(What you are asked to do) According to the text on Jewish and Christian preaching, what did a hagiographical oration take its cue from?

(Extract)
################

In Jewish practice, after a reading from the Torah and a reading from the Prophets (which might be skipped), the homily might begin with a petiḥta or proem in which a verse from the Psalter or Proverbs is interpreted first of all. Thus, when preaching on the text, “And Abraham was old” (Gen 24:1), the following verse might be quoted: “The hoary head is a crown of glory; it shall be found in the way of righteousness” (Prov. 16:31) (Genesis Rabbah ad loc). The body of the sermon consisted of halachic and aggadic exposition of details of the Torah passage. The Ḥatimah or conclusion might be eschatological in nature and depend on the Haftarah. Quoted biblical verses and rabbinic dicta form the warp and woof of early sermons; in later times, citations from Aristotle, other philosophical material, or the Kabbalah are attested.
In Christian practice, a Gospel passage was often but not necessarily the read out and preached text. The practice of reading through an entire Old or New Testament book on successive occasions is also attested. More often than not, preaching method followed patterns taken over from inherited Jewish tradition, transposed, of course, onto specifically Christian themes.
The texts of greatest authority in a given setting, it stands to reason, are to be identified with the texts most often preached. A study of extant sermons in the various traditions with a view to identifying the texts which were expounded most frequently, and in what context, remains to be done.
Not all church oratory was scripture-based. The traditional oratory of the ancient church includes collections of homilies, sermons, and hagiographies. Generally speaking, one or the other of the three genres occupied the central place in liturgical celebration. A homily, by definition, took its cue from a scriptural text. Sermons are another matter. Their point of departure was often a specific topic or occasion. What texts topical and occasional sermons appeal to is a subject matter of interest in its own right. A hagiographical oration took its cue from traditional accounts of the acts, passion, and/or martyrdom of saints. By this and other means, early Christianity appropriated, reconfigured, and supplanted a prevailing feature of pagan antiquity, the commemoration and veneration of the dead.
The evidence provided by Jewish and Christian lectionary traditions is of great interest. For Christian tradition, Kevin Edgecomb provides a wealth of primary data. The evidence in hand for both Jewish and Christian tradition reflects realities of a relatively late period (4th cent. ce forward). Cases of direct borrowing from Jewish into Christian tradition are rare; I point out an example elsewhere. In Christian tradition, earlier evidence reflects a sparser and more circumscribed use of excerpts from writings which achieved deuterocanonical status than later evidence. Jewish tradition also read entire and excerpted a larger subset of the literature of the Tanakh in post-Talmudic than in earlier times.

################

(Collected data)
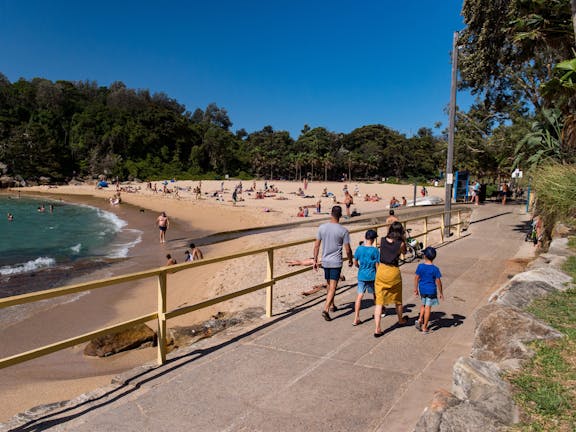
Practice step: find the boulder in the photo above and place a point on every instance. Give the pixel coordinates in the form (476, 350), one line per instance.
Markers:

################

(Completed task) Traditional accounts of the acts, passion, and/or martyrdom of saints.